▸ Task objective
Starting at the line that contains "Could you please outline every instance of the bald", print every remaining line of the entries, unchanged, and output nothing more.
** start Recorded data **
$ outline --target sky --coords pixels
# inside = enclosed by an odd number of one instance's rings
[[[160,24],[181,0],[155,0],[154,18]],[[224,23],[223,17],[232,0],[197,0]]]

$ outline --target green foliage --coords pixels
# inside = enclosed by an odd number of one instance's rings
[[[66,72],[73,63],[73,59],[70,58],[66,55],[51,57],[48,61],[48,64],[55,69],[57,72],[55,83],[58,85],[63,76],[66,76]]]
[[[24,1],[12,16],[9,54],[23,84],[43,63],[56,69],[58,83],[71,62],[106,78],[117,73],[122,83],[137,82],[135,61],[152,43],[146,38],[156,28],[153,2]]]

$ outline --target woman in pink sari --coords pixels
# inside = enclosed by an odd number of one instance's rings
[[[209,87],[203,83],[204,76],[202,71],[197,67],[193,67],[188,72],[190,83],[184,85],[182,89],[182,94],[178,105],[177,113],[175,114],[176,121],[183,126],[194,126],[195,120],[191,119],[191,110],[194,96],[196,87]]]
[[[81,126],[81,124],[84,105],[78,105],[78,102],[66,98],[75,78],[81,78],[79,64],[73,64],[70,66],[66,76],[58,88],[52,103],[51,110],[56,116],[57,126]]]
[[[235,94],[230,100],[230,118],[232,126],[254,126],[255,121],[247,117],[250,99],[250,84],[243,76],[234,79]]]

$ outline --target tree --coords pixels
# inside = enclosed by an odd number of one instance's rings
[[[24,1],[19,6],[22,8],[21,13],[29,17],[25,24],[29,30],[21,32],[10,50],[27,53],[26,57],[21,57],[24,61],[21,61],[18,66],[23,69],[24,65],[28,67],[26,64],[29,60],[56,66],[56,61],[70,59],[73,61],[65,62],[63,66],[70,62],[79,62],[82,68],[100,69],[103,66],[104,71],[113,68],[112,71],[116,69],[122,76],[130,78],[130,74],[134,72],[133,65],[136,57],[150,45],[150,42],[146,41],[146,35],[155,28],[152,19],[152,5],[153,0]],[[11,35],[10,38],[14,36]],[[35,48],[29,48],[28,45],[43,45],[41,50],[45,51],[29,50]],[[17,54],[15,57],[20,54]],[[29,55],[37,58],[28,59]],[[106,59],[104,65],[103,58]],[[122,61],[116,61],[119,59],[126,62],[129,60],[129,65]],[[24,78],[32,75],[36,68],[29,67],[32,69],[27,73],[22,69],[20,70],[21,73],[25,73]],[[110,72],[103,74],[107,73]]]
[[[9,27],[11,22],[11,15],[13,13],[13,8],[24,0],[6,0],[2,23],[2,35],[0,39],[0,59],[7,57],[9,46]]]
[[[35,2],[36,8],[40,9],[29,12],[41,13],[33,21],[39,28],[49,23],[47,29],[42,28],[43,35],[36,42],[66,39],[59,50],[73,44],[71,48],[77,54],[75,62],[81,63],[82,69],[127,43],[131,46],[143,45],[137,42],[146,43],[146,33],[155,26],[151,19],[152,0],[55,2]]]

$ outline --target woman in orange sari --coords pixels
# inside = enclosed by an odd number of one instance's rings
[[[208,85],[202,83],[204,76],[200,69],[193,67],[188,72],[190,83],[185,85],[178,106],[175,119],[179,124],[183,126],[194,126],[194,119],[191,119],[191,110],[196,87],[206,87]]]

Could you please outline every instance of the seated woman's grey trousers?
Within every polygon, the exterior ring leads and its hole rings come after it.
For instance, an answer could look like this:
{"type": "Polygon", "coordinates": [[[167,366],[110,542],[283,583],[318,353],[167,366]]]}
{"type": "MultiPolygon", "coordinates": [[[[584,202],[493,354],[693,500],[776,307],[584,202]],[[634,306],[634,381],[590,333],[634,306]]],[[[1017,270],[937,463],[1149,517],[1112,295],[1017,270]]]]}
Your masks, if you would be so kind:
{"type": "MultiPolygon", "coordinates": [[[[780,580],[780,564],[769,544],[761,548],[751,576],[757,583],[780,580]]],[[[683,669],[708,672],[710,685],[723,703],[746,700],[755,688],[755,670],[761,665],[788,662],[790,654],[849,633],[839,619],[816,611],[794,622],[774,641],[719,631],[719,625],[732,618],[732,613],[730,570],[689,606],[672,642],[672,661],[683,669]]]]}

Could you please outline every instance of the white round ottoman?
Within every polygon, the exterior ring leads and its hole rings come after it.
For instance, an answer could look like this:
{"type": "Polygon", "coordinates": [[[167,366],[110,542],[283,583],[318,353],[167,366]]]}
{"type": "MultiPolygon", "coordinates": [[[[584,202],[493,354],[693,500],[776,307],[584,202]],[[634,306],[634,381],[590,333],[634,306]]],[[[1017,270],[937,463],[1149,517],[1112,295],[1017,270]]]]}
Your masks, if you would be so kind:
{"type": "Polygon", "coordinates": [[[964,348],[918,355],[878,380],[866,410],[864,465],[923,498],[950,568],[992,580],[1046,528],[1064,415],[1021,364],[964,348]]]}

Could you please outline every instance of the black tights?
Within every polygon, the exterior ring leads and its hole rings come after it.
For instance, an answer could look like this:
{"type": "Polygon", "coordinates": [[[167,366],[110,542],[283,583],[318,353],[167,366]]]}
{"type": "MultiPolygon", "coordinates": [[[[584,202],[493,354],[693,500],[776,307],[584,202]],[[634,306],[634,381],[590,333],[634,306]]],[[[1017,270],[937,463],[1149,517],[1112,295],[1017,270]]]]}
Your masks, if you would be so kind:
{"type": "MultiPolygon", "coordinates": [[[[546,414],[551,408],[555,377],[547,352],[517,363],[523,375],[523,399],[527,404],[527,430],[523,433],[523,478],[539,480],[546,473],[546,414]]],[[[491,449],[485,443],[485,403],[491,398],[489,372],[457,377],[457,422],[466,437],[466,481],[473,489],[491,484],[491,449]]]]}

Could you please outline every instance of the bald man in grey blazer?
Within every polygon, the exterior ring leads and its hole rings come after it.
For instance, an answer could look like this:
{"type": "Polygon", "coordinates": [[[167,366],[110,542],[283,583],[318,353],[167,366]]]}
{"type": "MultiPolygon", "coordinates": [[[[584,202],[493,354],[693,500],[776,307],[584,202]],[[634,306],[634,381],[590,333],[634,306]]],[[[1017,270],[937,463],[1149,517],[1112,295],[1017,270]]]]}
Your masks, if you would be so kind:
** end Recorded data **
▸ Response
Could you please outline every instance of the bald man in grey blazer?
Within every polygon, the exterior ring leads and its hole rings come after it.
For instance, an answer could look like this:
{"type": "Polygon", "coordinates": [[[167,366],[110,542],[283,583],[318,353],[167,366]]]}
{"type": "MultiPolygon", "coordinates": [[[[584,202],[493,354],[693,500],[776,307],[584,202]],[[634,306],[634,381],[590,333],[634,306]]],[[[1017,270],[937,463],[1149,517],[1112,295],[1017,270]]]]}
Your masks, if you would be so kind:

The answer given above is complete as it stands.